Outline annotation records:
====

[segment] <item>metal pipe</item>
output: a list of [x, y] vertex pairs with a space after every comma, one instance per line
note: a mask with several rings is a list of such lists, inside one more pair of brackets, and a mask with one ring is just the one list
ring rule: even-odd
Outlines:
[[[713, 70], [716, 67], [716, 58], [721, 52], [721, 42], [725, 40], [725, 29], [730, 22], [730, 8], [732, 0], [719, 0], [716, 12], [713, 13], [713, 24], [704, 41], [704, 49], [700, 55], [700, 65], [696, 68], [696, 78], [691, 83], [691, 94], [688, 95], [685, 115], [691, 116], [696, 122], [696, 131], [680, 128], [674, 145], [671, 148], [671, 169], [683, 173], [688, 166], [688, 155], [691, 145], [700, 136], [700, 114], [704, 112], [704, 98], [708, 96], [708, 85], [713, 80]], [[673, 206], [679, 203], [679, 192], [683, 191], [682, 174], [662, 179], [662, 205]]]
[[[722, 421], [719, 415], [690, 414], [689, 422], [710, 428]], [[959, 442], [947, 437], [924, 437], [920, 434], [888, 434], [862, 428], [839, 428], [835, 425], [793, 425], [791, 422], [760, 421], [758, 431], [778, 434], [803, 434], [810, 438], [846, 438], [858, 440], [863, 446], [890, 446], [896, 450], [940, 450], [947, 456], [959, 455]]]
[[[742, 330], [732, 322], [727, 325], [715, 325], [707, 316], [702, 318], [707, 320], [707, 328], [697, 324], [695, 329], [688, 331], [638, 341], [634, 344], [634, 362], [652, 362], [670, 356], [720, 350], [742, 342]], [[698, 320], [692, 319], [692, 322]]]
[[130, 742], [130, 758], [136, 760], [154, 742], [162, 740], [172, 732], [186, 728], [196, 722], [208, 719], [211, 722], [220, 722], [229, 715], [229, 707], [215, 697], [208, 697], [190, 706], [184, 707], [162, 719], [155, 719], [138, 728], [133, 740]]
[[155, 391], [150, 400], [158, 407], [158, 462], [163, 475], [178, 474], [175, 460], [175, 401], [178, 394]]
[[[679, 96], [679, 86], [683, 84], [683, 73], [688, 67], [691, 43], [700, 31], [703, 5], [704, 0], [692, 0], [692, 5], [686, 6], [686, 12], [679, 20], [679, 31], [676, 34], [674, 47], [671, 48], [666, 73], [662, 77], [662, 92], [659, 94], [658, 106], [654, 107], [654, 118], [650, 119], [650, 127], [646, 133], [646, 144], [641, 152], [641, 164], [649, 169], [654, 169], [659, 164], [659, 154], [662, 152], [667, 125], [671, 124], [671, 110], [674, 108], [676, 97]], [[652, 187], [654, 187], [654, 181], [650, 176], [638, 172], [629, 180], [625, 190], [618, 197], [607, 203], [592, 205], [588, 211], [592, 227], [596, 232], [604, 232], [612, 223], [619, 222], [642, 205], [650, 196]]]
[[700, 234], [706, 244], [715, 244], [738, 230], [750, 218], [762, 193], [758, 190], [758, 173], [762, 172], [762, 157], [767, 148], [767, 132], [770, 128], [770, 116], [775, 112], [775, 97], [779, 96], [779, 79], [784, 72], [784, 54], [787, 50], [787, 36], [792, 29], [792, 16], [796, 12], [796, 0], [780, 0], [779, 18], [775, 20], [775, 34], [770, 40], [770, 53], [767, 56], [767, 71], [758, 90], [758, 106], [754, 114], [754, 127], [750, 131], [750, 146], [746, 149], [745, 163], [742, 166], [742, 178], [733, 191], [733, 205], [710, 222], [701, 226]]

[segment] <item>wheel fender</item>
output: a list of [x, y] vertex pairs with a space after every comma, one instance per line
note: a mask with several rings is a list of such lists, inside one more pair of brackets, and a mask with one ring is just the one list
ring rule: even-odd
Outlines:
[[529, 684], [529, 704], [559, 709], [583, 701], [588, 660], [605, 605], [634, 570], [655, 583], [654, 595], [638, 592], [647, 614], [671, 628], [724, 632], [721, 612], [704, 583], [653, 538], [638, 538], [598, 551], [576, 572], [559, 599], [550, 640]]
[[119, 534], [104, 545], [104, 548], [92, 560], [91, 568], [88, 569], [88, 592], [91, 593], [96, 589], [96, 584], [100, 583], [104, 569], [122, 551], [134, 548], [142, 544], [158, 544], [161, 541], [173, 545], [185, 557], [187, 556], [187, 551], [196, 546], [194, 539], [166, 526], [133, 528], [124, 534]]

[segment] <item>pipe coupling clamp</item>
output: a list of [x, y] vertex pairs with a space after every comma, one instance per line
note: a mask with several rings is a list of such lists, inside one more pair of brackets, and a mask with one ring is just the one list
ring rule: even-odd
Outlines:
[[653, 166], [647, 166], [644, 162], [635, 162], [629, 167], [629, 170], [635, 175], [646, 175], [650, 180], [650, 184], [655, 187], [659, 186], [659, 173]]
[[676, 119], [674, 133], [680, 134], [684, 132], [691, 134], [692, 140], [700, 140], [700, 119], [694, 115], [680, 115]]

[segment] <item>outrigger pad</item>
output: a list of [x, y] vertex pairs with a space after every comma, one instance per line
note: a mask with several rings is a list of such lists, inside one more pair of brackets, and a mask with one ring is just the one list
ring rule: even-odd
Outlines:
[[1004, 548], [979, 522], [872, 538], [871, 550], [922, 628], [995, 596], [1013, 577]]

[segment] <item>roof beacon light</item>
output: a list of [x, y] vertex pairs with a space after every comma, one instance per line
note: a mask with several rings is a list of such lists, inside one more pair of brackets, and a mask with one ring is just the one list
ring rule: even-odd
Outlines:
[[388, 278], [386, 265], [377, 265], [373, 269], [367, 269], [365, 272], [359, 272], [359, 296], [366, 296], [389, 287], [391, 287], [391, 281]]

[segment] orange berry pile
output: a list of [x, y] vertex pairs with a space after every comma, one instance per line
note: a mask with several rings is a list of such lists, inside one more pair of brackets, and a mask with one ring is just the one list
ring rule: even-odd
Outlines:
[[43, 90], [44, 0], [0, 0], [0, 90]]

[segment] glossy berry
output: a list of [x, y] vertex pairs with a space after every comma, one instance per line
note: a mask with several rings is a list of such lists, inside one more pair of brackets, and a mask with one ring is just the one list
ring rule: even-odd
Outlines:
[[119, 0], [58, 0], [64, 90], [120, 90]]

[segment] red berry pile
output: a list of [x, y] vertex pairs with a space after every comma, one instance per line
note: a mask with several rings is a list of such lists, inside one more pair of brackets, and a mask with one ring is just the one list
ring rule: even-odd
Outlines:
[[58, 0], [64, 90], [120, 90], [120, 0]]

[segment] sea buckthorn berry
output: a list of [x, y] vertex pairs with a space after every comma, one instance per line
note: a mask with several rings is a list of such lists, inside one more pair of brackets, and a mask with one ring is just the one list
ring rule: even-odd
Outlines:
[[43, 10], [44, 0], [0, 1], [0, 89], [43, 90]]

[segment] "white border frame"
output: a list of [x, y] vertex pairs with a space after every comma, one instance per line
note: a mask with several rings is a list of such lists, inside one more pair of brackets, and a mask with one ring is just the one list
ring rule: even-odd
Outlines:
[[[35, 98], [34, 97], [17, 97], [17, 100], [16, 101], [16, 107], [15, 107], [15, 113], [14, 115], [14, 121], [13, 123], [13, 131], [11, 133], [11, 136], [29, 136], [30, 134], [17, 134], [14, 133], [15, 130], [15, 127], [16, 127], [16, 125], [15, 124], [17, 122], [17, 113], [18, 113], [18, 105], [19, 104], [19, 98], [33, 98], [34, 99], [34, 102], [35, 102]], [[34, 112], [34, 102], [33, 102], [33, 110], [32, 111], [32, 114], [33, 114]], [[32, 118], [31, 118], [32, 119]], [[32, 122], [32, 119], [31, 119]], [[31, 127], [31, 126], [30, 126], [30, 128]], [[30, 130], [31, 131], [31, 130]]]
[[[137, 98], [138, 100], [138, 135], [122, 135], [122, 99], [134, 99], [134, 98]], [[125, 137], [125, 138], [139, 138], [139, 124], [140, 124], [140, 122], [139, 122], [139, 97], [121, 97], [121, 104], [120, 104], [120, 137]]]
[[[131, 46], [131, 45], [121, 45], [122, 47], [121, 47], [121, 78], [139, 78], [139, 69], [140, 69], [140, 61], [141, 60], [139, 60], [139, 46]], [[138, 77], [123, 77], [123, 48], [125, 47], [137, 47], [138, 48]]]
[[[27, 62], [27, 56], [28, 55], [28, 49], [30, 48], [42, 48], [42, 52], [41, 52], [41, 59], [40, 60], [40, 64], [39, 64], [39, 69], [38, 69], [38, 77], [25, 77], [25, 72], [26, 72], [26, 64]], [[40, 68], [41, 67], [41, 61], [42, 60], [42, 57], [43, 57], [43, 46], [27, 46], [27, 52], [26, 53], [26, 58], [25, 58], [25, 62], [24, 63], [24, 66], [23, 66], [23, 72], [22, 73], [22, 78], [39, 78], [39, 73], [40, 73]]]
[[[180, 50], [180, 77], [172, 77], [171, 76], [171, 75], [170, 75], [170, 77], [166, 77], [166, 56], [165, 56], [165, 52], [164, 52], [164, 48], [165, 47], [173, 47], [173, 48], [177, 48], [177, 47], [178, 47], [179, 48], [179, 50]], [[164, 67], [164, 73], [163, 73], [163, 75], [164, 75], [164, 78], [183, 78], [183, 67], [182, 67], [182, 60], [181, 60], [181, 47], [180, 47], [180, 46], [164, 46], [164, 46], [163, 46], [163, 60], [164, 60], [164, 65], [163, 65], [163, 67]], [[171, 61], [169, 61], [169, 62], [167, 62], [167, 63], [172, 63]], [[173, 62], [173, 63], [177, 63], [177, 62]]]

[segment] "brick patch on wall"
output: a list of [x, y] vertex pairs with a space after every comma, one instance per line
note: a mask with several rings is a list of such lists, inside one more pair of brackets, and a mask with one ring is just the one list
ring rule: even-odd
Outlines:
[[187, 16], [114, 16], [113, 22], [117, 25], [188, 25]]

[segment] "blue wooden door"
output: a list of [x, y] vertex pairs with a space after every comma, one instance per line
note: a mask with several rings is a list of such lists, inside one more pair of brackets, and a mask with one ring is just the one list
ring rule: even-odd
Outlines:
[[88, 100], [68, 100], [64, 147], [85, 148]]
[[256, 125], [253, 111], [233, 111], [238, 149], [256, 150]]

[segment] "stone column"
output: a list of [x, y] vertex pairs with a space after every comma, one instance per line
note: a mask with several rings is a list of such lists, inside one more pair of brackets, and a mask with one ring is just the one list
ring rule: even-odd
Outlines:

====

• _The task_
Convert the items from the line containing "[segment] orange berry pile" up to and including the line containing "[[43, 90], [44, 0], [0, 0], [0, 90]]" into a two-column CSV with the headers text and answer, one row per item. Put each item's text and its answer each in a single quoted field, replacing line breaks with spaces.

• _Expected answer_
text,answer
"[segment] orange berry pile output: a list of [x, y] vertex pairs with a space after every comma, one instance per line note: a mask with several rings is a list of such lists, inside one more pair of brackets, and a mask with one ring is just the one list ring rule: even-odd Outlines:","[[43, 90], [44, 0], [0, 0], [0, 90]]"